--- START QUOTED TEXT ---
Regarding claim 8, Dai/Vinyals/Kiros teaches The method of claim 1, where Dai further teaches wherein the conversational turns in the supervised training data are a proper subset of the conversational turns in the unsupervised training data (“Another important result from our experiments is that it is possible to use unlabeled data from related tasks to improve the generalization of a subsequent supervised model. For example, using unlabeled data from Amazon reviews to pretrain the sequence autoencoders can improve classification accuracy on Rotten Tomatoes from 79.0% to 83.3%, an equivalence of adding substantially more labeled data. This evidence supports the thesis that it is possible to use unsupervised learning with more unlabeled data to improve supervised learning. With sequence autoencoders, and outside unlabeled data, LSTMs are able to match or surpass previously reported results.” [pg. 1, § 1 Introduction, ¶4; note: Examiner is interpreting a subset of supervised training data to be equivalent to using more unlabeled data from related tasks (i.e. unsupervised training data).  Vinyals discloses conversational turns.]).
--- END QUOTED TEXT ---
**WORK INSTRUCTIONS**
• a. Name every prior-art reference cited in the claim 8 passage.
• b. Please filter the records down to each line containing the word "grandstand", treating uppercase and lowercase as different.
The claim 8 passage and the records have no connection to each other.
--- START RECORDS FOR THIS TASK ---
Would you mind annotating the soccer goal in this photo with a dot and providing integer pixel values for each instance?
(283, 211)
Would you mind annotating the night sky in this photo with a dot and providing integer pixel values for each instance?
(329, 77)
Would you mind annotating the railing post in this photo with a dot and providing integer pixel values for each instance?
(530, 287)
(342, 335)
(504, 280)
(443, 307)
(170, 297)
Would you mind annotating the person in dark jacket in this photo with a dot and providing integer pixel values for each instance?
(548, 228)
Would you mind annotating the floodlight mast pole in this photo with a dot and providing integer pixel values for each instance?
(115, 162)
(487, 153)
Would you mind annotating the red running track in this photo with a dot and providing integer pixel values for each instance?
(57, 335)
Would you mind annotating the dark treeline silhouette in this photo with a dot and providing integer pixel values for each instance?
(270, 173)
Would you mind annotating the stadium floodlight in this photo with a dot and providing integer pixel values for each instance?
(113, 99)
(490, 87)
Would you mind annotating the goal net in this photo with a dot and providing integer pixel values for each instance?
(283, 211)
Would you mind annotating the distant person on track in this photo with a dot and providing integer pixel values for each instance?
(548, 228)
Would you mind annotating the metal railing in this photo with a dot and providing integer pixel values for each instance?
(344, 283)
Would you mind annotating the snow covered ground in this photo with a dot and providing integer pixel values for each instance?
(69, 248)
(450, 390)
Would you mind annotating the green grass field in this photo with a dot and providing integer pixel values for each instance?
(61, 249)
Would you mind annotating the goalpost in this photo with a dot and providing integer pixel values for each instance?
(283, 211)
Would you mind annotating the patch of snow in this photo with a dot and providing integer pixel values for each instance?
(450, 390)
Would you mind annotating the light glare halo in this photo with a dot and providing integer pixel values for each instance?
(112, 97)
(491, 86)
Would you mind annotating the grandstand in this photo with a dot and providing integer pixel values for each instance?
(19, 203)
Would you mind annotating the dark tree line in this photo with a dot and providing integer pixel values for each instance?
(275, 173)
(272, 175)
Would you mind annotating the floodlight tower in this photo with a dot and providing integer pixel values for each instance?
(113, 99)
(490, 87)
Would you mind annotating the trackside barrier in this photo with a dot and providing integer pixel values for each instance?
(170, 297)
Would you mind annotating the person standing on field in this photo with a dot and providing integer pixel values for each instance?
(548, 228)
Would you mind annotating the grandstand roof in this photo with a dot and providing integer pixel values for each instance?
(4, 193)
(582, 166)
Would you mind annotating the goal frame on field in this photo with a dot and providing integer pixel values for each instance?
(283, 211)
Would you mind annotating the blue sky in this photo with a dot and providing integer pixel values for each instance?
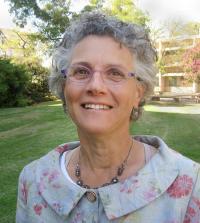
(159, 10)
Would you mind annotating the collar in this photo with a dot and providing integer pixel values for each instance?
(117, 199)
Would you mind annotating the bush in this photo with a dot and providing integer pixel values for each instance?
(37, 89)
(13, 82)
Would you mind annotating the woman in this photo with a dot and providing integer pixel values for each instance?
(103, 70)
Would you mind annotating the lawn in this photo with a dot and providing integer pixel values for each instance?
(28, 133)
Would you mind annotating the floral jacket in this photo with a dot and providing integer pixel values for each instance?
(165, 190)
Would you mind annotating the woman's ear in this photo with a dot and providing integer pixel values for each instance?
(140, 94)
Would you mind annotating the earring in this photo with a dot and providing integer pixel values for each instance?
(135, 114)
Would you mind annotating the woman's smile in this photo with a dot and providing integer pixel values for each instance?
(97, 105)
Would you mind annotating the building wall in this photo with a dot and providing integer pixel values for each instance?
(170, 52)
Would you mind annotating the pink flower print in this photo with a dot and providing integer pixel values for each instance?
(150, 194)
(78, 217)
(62, 149)
(57, 206)
(53, 176)
(45, 173)
(196, 201)
(191, 211)
(128, 188)
(24, 191)
(38, 209)
(182, 186)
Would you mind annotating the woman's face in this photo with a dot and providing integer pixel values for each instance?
(97, 107)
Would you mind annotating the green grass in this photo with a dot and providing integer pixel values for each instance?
(28, 133)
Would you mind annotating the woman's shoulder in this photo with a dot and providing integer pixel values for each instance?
(47, 162)
(167, 156)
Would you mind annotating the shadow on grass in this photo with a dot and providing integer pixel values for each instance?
(172, 104)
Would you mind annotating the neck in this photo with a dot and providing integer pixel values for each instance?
(100, 152)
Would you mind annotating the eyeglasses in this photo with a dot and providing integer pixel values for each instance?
(81, 74)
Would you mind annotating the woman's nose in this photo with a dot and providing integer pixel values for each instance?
(96, 84)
--- END RECORDS FOR THIS TASK ---
**LIST OF SOLUTIONS**
• a. Dai, Vinyals, Kiros

• b.
Would you mind annotating the grandstand in this photo with a dot and providing integer pixel values for each instance?
Would you mind annotating the grandstand roof in this photo with a dot and providing integer pixel values for each instance?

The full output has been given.